* **Your objective**
Images are to be excluded, and the rest of the data repeated exactly.

Stored items
====================
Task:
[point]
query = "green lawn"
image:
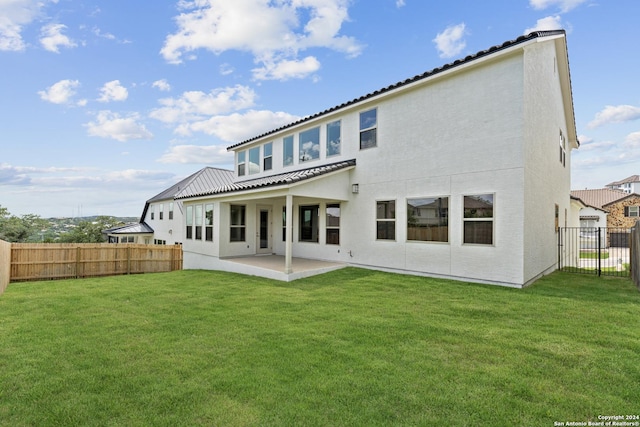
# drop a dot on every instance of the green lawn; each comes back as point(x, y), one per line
point(349, 348)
====================
* **Output below**
Task:
[point]
query = "green lawn"
image:
# drop a dot on every instance of the green lawn; each comes back as point(x, y), one per line
point(349, 348)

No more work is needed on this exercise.